- [Position annotation records]
· · · ·
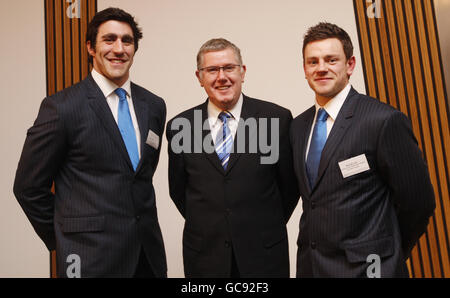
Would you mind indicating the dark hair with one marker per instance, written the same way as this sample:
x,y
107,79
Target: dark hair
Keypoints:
x,y
109,14
325,30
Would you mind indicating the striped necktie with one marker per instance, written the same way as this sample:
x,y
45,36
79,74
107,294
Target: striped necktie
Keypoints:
x,y
224,140
126,127
318,139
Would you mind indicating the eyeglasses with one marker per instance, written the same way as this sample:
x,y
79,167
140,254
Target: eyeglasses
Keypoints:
x,y
214,70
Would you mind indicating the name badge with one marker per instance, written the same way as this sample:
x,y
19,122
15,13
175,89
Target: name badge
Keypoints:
x,y
152,139
354,165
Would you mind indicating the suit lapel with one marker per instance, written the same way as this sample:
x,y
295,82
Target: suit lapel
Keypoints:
x,y
206,130
141,110
303,136
340,127
98,103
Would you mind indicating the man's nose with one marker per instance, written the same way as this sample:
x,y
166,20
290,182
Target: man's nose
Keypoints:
x,y
322,66
118,46
221,74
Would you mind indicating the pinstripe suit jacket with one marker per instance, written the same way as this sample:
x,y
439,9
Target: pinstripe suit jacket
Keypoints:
x,y
381,211
245,207
102,210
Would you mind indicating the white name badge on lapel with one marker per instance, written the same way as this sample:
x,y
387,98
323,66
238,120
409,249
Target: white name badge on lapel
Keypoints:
x,y
152,139
354,165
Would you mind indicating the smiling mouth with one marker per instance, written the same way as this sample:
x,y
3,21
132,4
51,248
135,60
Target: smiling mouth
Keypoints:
x,y
223,88
116,61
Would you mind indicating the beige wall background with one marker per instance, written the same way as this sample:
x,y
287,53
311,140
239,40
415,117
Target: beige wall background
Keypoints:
x,y
22,81
269,34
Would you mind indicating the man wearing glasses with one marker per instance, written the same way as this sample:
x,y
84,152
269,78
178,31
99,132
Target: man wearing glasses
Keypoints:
x,y
235,191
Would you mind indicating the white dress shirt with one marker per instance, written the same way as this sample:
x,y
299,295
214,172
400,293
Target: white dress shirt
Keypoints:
x,y
332,107
216,124
112,99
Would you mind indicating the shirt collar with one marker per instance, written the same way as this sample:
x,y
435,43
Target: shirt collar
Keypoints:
x,y
108,86
214,111
334,105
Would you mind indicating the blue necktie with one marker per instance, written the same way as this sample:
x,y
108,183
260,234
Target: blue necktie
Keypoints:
x,y
126,127
318,139
224,140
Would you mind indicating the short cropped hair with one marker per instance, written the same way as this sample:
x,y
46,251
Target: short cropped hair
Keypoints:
x,y
325,30
109,14
217,44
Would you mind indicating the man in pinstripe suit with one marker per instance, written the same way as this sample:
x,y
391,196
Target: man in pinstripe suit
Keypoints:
x,y
366,191
100,145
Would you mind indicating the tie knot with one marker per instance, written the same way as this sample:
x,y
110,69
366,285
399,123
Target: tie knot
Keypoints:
x,y
322,115
224,116
121,93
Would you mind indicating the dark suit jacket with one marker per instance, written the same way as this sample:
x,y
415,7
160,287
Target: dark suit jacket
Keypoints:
x,y
102,210
381,211
244,208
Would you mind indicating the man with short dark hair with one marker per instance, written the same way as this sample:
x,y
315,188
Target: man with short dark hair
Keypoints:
x,y
99,142
231,174
366,191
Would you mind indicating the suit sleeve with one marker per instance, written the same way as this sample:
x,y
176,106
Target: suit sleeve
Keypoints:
x,y
177,174
406,173
42,154
285,173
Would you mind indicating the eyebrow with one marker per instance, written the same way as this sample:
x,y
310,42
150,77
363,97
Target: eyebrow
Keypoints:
x,y
114,36
326,57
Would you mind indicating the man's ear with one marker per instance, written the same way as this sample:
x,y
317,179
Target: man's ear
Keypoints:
x,y
197,74
244,69
351,63
91,50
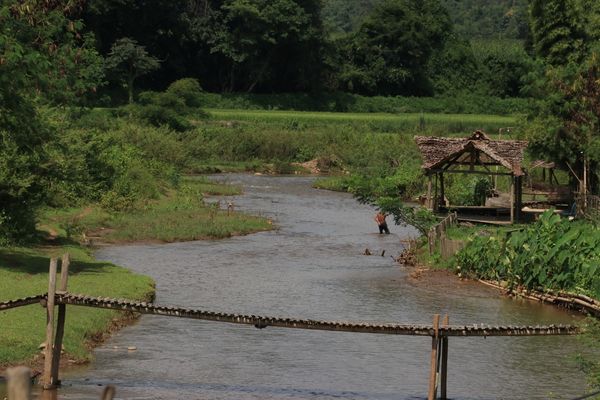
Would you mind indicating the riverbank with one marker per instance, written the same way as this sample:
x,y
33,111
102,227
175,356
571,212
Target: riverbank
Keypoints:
x,y
24,272
179,215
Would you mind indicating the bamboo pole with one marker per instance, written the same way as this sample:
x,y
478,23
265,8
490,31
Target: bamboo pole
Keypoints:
· · · ·
- [Stated problem]
Reproduce the listing above from the line that contains "Would you mind indicating the blue" through its final line, exactly and with nothing added. Omit the images.

- [Finished answer]
Would you mind indicating the blue necktie with one marker per instance, written the same way as this sample:
x,y
108,183
260,234
Target: blue necktie
Keypoints:
x,y
126,127
318,139
224,140
Would you mind indicating the short cropped hair with one marker per instance, written the same way as this sample:
x,y
46,251
Target: short cropped hair
Keypoints:
x,y
325,30
109,14
217,44
Would you mind indicating the man in pinstripe suit with one marker per instance, written the same way as this sample:
x,y
391,196
Target: man in pinstripe suit
Keypoints:
x,y
366,191
100,145
Would you mind indicating the tie knot with one marker per instance, written the same way as this sample:
x,y
110,69
366,285
399,123
Target: tie knot
Keypoints:
x,y
322,115
224,116
121,93
Would you mind indicating the dark suit jacket with one marker per instance, written the same way as this sample:
x,y
415,7
160,287
Target: dark suit jacket
Keypoints:
x,y
102,210
381,211
244,208
Would you mind indicating the man with short dark hair with one marker per instance, written the same way as this sample:
x,y
315,188
Target: man with short dark hair
Keypoints:
x,y
99,142
231,174
366,191
Would you mind indicating the suit sleeve with one marker per instance, written the same way as this sample:
x,y
176,106
Target: suit sleeve
Keypoints:
x,y
177,174
406,173
42,154
285,173
Would you mind indicating the eyebrow with one marker per instance, written the same way as this sample:
x,y
310,42
150,77
363,97
Target: eyebrow
Keypoints:
x,y
114,36
326,57
Would you mind indicating the man's ear with one marker per instance, written the same way as this sample:
x,y
317,179
Target: man's ear
Keypoints:
x,y
197,74
244,69
351,63
91,50
Would you mind indicating the riverbank with one marker per instance, written the same way as this sample:
x,y
33,111
102,227
175,356
571,212
Target: riverbank
Keypoints:
x,y
24,272
179,215
Would you mind indicating the bamboo pole with one marker per instance, written the same way as this sample:
x,y
478,23
265,8
490,31
Target: bamboo pole
Keypoints:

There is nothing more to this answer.